▶ _Aufgabe_
Schreib aus dem Text über die St. Martinskirche in Herrsching die Stelle von „Die als Wahrzeichen“ bis „leider nicht nachvollziehbar.“ Wort für Wort ab.

▶ _Text des Dokuments_
St. Martin

Die als Wahrzeichen Herrschings geltende St. Martinskirche liegt sehr reizvoll auf einem vom Kienbach umflossenen Hügel inmitten des ummauerten Friedhofs. Das Patrozinium St. Martin deutet auf eine Gründung in fränkisch-karolingischer Zeit. Es wird vermutet, dass es sich um die Eigenkirche des ersten Siedlers Horskeo und seiner Sippe handelte. Die erste urkundliche Erwähnung stammt von 1131/32. Uber den Kirchenbau sind bislang keine genauen Daten bekannt. Rolf Wünnen­berg datiert in seiner Publikation von 1976 die Errichtung der Martinskirche durch das Kloster Benediktbeuren in das Jahr 1248. Wegen fehlender Quellen ist diese Angabe leider nicht nachvollziehbar.

▶ _Zeilen aus einem Datensatz_
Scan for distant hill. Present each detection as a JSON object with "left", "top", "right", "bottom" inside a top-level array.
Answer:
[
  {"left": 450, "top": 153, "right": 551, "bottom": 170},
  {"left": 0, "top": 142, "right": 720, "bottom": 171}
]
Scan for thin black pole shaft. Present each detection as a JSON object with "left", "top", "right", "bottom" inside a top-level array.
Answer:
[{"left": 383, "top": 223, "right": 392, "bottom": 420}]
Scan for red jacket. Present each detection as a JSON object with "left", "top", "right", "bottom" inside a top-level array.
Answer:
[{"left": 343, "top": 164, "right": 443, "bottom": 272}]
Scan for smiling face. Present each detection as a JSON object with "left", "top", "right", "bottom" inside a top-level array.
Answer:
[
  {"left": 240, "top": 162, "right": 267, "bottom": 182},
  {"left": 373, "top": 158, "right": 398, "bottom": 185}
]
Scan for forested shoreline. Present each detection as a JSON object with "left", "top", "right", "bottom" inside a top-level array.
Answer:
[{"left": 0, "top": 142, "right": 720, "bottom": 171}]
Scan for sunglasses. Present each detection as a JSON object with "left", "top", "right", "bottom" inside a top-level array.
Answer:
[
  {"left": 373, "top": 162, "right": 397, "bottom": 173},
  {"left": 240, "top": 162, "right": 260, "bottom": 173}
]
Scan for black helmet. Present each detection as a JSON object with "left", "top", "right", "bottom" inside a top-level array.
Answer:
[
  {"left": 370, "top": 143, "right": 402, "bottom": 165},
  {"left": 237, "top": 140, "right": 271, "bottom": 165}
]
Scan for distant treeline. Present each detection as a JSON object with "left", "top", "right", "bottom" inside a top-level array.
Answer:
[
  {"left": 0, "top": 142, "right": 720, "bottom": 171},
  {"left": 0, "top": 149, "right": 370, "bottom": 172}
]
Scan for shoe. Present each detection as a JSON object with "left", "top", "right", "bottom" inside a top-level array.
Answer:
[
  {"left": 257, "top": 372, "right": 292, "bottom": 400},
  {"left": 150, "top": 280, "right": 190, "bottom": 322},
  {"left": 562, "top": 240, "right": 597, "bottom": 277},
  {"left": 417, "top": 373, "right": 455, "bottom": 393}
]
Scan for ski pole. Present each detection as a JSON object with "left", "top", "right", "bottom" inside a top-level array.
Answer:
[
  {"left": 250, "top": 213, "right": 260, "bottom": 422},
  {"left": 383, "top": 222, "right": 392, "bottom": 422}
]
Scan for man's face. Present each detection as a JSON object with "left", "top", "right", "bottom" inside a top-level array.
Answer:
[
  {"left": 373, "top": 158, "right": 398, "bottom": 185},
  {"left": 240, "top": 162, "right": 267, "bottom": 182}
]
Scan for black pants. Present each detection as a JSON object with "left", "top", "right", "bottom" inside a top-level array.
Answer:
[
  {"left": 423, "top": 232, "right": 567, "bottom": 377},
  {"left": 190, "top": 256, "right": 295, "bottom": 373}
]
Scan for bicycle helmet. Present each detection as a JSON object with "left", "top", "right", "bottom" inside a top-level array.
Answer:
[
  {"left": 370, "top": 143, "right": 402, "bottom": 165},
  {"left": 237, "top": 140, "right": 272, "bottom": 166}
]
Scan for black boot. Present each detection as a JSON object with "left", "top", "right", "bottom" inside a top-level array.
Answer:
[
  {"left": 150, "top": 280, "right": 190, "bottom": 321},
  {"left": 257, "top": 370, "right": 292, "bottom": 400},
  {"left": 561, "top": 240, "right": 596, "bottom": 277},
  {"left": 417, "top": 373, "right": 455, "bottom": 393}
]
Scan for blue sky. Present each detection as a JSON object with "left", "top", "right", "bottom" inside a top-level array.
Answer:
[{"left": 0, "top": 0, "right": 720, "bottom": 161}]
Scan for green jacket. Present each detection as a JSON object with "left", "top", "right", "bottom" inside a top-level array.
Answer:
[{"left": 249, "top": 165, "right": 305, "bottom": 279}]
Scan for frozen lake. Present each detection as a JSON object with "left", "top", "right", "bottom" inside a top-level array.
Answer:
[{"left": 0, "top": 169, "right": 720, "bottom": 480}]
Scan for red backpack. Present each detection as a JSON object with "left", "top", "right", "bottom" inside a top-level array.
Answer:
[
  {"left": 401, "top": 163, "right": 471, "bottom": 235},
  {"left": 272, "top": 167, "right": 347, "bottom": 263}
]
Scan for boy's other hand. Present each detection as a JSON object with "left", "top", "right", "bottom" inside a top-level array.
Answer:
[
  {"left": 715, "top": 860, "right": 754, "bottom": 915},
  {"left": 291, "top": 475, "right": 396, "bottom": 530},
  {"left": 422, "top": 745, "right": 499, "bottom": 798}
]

▶ _Antwort zur Aufgabe_
Die als Wahrzeichen Herrschings geltende St. Martinskirche liegt sehr reizvoll auf einem vom Kienbach umflossenen Hügel inmitten des ummauerten Friedhofs. Das Patrozinium St. Martin deutet auf eine Gründung in fränkisch-karolingischer Zeit. Es wird vermutet, dass es sich um die Eigenkirche des ersten Siedlers Horskeo und seiner Sippe handelte. Die erste urkundliche Erwähnung stammt von 1131/32. Uber den Kirchenbau sind bislang keine genauen Daten bekannt. Rolf Wünnen­berg datiert in seiner Publikation von 1976 die Errichtung der Martinskirche durch das Kloster Benediktbeuren in das Jahr 1248. Wegen fehlender Quellen ist diese Angabe leider nicht nachvollziehbar.